**EXERCISE DETAILS:**
Find every line in the data below that contains the word "sneaker", and copy each of those lines in full.

Entries from a pointing dataset:
────────
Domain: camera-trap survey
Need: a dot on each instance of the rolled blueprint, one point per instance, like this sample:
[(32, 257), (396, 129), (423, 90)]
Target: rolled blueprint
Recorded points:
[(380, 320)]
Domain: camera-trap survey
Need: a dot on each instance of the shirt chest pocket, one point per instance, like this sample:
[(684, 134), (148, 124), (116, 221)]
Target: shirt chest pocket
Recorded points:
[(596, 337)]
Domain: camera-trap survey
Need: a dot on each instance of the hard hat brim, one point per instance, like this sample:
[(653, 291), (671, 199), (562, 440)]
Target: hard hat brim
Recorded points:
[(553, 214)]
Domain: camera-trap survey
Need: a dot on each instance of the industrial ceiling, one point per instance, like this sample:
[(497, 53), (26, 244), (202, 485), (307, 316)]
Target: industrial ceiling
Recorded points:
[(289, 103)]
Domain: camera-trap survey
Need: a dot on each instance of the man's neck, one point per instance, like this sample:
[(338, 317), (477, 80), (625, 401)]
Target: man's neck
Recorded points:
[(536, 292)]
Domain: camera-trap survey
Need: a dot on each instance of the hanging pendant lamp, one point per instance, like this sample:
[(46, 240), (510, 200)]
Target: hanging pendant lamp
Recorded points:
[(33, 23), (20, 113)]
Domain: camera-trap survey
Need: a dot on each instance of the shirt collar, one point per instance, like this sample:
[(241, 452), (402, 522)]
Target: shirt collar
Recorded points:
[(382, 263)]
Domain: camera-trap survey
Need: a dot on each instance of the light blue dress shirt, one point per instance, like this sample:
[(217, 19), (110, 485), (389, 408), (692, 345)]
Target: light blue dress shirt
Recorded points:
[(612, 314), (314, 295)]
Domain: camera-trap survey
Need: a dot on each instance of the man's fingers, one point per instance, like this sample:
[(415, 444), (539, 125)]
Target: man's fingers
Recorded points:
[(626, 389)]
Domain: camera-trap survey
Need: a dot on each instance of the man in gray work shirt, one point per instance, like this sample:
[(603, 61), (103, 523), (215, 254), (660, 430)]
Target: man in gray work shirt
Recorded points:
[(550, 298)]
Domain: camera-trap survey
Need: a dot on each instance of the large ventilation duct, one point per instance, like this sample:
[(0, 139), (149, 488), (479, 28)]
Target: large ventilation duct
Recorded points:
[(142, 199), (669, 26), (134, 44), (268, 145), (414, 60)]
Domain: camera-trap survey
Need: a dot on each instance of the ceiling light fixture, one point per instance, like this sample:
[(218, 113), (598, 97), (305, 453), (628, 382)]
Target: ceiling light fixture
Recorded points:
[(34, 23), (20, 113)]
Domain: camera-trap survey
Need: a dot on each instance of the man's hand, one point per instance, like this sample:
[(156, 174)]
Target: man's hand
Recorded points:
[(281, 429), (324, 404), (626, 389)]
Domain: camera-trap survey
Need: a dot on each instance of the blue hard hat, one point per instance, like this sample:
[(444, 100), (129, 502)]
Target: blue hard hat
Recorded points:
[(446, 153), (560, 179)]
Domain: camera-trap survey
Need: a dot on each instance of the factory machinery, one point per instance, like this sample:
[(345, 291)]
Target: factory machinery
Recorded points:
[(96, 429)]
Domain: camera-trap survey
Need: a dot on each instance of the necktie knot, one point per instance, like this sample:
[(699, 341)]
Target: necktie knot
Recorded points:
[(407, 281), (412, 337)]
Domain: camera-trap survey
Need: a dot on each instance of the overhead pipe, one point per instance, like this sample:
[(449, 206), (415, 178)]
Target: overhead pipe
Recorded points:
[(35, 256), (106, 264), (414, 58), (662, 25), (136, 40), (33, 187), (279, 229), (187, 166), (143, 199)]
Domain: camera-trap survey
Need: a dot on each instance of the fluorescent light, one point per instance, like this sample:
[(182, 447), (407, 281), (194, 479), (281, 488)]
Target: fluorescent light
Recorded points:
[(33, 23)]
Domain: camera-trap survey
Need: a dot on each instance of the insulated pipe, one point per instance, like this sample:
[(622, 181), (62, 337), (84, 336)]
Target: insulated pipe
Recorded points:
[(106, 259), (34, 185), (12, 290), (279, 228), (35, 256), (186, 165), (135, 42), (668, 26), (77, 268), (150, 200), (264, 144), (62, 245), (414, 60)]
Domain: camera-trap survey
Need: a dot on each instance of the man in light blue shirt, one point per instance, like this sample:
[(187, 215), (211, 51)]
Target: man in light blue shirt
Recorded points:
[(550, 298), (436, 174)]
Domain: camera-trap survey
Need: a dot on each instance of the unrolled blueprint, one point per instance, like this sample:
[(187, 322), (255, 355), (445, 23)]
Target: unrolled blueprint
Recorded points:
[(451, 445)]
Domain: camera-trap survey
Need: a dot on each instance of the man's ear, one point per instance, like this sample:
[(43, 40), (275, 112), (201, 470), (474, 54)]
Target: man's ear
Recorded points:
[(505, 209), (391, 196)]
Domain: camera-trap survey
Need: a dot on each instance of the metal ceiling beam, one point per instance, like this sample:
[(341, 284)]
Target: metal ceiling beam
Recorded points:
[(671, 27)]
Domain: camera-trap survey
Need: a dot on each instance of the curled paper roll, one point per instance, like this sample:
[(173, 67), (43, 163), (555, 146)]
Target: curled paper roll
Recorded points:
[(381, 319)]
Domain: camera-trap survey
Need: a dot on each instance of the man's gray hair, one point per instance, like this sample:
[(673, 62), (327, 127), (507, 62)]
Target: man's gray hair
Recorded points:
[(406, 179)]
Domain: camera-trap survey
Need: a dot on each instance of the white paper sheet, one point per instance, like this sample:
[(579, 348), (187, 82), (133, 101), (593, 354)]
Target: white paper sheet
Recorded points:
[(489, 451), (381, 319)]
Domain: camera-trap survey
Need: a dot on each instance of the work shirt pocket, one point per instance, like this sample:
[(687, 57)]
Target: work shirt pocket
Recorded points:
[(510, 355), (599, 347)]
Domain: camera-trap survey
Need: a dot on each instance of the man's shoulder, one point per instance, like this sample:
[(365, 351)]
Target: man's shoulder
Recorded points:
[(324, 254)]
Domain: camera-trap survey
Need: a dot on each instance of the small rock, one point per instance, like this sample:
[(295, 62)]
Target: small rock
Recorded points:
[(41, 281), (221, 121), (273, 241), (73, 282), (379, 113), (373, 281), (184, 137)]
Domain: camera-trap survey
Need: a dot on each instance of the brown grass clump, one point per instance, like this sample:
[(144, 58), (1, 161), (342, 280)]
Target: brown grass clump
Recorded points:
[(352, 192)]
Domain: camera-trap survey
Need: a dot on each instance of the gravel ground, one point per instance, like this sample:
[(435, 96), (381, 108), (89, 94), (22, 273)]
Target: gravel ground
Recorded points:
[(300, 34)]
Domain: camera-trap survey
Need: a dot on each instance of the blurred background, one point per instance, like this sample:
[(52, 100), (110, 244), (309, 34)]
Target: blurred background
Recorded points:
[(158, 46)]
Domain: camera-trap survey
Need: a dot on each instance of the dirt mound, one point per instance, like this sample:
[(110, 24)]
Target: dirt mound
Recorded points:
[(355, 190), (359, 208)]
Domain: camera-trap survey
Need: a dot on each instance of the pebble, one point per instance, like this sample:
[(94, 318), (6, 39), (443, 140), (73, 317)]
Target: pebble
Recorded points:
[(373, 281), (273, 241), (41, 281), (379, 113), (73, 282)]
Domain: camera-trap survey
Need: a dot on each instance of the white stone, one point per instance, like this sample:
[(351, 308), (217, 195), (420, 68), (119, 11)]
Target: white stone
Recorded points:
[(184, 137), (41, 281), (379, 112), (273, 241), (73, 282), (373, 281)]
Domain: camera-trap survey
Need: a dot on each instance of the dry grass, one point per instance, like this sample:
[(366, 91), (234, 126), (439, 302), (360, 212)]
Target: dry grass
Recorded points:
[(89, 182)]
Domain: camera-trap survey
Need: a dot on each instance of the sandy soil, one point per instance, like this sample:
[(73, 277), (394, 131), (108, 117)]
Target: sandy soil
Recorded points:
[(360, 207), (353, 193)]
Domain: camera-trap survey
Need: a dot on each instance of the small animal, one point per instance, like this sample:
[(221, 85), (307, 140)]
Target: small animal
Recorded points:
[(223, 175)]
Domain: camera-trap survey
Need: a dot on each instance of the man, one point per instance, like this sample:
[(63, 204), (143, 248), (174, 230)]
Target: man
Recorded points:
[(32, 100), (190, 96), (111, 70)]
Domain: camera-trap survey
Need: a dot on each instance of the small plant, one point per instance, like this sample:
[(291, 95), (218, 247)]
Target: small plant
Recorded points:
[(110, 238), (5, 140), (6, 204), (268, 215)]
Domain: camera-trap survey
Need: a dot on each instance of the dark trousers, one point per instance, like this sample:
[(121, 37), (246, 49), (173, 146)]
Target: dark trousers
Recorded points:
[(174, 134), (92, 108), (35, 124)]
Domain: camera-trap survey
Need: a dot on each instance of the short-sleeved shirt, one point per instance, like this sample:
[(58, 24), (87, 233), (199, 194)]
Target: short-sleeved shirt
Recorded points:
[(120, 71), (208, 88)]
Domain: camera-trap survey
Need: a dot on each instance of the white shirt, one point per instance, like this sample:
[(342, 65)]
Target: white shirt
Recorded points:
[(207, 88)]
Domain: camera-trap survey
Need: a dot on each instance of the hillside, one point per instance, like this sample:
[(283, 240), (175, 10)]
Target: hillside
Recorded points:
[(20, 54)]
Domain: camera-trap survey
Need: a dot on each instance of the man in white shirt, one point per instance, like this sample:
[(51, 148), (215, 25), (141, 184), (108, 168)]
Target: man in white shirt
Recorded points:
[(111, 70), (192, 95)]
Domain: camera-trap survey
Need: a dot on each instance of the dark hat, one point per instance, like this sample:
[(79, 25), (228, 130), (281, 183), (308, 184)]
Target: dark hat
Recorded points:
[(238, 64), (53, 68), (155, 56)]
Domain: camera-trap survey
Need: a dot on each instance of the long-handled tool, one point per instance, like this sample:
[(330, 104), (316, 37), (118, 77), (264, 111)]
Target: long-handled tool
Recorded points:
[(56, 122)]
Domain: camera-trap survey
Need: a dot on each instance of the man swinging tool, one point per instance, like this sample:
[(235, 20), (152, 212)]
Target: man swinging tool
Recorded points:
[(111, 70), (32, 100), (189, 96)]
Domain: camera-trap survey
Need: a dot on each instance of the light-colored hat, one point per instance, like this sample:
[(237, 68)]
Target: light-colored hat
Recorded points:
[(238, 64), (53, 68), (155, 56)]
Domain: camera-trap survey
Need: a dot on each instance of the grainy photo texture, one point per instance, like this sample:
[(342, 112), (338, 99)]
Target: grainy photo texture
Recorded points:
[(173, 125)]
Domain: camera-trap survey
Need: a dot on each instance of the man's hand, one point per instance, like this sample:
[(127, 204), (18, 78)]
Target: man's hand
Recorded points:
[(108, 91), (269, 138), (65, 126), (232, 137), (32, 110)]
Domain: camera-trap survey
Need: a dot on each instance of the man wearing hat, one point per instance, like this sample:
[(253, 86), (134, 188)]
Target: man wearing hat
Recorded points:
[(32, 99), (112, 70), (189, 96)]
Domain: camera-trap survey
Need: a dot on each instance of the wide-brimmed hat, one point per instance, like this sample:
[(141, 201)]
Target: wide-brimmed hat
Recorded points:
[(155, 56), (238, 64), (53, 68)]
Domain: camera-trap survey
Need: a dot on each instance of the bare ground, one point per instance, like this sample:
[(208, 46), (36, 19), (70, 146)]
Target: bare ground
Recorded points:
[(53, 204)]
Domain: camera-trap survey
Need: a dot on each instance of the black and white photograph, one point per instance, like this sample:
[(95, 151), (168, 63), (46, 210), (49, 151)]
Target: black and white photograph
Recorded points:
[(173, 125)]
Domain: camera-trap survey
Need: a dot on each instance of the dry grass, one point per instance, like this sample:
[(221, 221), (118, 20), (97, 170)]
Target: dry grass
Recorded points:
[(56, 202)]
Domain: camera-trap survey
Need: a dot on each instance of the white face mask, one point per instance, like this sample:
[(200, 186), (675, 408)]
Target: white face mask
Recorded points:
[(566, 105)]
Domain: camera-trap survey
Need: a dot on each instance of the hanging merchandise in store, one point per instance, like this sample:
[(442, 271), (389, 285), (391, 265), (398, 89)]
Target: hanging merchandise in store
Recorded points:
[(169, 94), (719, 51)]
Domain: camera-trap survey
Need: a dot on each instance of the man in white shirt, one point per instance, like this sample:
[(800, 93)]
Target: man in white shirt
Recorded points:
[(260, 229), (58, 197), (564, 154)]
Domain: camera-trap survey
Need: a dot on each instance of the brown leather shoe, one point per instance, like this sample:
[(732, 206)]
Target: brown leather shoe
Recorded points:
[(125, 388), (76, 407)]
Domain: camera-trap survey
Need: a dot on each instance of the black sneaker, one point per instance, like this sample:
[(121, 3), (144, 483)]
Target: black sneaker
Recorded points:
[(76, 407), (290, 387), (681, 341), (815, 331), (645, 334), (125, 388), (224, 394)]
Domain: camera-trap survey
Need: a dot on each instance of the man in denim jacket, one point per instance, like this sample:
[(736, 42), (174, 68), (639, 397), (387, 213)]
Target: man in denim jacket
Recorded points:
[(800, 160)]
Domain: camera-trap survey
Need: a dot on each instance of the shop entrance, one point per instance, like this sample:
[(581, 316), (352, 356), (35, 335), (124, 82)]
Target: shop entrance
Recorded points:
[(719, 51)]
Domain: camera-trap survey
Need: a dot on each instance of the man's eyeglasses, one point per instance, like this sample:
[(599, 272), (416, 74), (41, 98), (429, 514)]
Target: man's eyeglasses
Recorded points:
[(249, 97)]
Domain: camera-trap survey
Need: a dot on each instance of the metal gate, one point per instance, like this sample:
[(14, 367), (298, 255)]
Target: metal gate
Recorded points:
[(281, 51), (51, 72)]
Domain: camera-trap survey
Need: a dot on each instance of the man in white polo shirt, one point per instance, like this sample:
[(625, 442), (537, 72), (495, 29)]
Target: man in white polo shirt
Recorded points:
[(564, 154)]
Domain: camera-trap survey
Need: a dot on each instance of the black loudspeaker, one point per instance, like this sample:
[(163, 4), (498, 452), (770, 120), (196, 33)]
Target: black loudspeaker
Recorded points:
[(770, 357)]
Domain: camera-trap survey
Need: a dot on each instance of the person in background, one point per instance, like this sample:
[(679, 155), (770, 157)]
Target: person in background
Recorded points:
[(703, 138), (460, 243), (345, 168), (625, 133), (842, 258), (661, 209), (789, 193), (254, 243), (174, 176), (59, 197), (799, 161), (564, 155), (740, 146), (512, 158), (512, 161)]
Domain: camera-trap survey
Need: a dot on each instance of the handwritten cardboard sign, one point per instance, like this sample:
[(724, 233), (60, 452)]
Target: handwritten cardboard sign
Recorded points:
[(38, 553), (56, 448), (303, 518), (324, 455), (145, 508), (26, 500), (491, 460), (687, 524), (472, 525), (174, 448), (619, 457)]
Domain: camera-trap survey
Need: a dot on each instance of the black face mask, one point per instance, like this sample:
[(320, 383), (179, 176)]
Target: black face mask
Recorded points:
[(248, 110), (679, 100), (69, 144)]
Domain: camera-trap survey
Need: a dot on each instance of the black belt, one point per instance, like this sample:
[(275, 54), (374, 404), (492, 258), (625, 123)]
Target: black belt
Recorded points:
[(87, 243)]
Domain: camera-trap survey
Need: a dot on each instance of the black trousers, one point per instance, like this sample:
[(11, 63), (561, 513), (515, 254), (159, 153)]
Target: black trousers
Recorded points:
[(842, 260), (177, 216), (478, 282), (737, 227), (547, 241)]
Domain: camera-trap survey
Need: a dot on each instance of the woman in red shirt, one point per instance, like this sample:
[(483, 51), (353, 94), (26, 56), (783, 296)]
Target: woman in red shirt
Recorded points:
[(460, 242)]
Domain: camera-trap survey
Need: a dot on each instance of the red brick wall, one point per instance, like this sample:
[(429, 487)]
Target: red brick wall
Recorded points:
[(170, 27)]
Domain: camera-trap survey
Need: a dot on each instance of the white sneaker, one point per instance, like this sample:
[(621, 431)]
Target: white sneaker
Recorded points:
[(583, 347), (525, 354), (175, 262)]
────────
**REPLY:**
Need: a dot on each instance of the black sneaker, one point per instance, like this sample:
Target: black sneaker
Need: a dot on each instance of the white sneaker, one point per instance, like this sample:
Target: white sneaker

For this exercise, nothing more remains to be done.